--- What you are asked to do ---
Reproduce all of the records below verbatim, omitting the pictures.
[BEGIN Task inputs]
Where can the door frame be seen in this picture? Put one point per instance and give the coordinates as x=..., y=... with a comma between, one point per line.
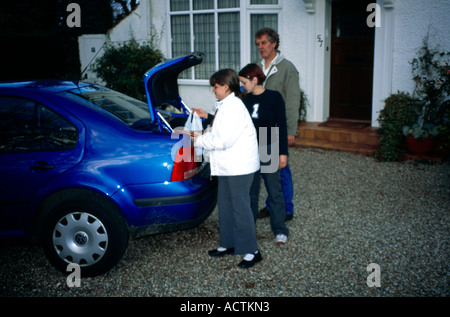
x=318, y=70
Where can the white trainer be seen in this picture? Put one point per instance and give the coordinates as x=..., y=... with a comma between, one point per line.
x=281, y=238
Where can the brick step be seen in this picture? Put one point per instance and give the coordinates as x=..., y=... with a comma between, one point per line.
x=314, y=135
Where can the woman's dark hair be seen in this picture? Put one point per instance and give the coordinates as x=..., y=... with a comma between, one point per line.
x=272, y=35
x=253, y=70
x=227, y=77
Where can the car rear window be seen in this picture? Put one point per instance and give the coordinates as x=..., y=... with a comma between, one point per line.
x=133, y=112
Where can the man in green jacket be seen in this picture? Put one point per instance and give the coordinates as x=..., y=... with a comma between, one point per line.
x=281, y=76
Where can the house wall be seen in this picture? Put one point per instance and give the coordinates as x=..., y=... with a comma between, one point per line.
x=305, y=28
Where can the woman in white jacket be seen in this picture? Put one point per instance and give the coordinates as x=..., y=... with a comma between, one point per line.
x=233, y=152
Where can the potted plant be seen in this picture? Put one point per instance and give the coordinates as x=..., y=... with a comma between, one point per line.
x=431, y=73
x=420, y=139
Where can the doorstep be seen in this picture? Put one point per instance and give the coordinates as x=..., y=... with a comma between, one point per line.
x=339, y=135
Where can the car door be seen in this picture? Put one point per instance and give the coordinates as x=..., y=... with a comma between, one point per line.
x=36, y=144
x=161, y=87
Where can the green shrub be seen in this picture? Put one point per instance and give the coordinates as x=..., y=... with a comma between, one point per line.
x=123, y=66
x=400, y=110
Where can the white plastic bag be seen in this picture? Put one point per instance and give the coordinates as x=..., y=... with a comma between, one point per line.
x=194, y=123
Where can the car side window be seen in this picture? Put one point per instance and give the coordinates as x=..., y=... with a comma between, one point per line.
x=27, y=126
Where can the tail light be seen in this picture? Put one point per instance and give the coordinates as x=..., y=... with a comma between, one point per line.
x=185, y=165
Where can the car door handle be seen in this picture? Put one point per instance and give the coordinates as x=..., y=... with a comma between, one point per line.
x=42, y=166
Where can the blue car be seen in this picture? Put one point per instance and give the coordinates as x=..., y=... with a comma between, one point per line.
x=85, y=168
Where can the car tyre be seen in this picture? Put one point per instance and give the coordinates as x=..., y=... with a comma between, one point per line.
x=88, y=231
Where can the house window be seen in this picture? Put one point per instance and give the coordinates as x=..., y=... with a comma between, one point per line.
[END Task inputs]
--- In response ---
Where can the door frame be seen in this picture? Put one point per instance and give the coordinates as x=..., y=... with a comma between, one point per line.
x=318, y=70
Where can the white trainer be seen in this picture? Put one point per instance and give the coordinates as x=..., y=... with a comma between, one point per line.
x=281, y=238
Where can the brick step be seen in this picture? Put one point per instance and give the coordinates as x=..., y=... with a comma between, one point per line.
x=314, y=135
Where can the woman's dark hair be seen in this picture? Put one point per instance and give the coordinates as x=..., y=... with a comma between, one point per line.
x=272, y=35
x=253, y=70
x=227, y=77
Where can the car rear window be seen in this picture? Put one point per instance and give the coordinates as x=..., y=... with a comma between, one point per line.
x=133, y=112
Where can the man in green jacket be seen in this picture? Put one point per instance and give the coordinates as x=..., y=... with a comma between, one point per line.
x=281, y=76
Where can the house wall be seen in this picture? Put one point per instance and give the coordinates as x=..., y=... with a comma between, one point per line.
x=305, y=28
Where can the woman in white jacket be seen in this picture? Put one point per instance and give the coordinates as x=..., y=... with a comma between, one point per line.
x=233, y=152
Where can the potted plant be seen in this picture? Put one point per instance and give the coordinates as x=..., y=... with a comma between, one point per line.
x=431, y=73
x=420, y=139
Where can the doorstep be seen in this picture? Put one point per instance and give the coordinates as x=..., y=... with a comma between, one point per line.
x=339, y=135
Where can the car door be seen in this picture? Put one point per instance and give the coordinates as x=..., y=... with a comma between, one point per line.
x=36, y=144
x=161, y=87
Where can the green shrub be seen in this picture? Put one point per instance and give the coordinates as x=..., y=... with a comma between, one point per line.
x=123, y=66
x=400, y=110
Where can the white plastic bag be seen in this picture? Put one point per instance and give the coordinates as x=..., y=... with a comma between, one point per line.
x=194, y=123
Where can the car side window be seen in this picture? Put one point per instance and give the coordinates as x=..., y=... with a comma between, one point per line.
x=27, y=126
Where can the tail light be seen in this picture? Put one point per instance and give the coordinates as x=..., y=... with a comma between, one point per line.
x=185, y=165
Where can the car door handle be seen in this picture? Put one point per instance and give the coordinates as x=..., y=... with a comma between, one point per line.
x=42, y=166
Where can the blue car be seen in this picture? Put one point per instance and give the coordinates as x=..., y=... with a comma between, one point per line.
x=85, y=168
Where can the car tyre be seen in this picture? Put one point per instance and give the coordinates as x=..., y=... with a comma between, one point per line.
x=88, y=231
Where can the house window be seen in this picture? Put one point per instance and give the coordinates as x=..., y=... with a comma between, one point per line.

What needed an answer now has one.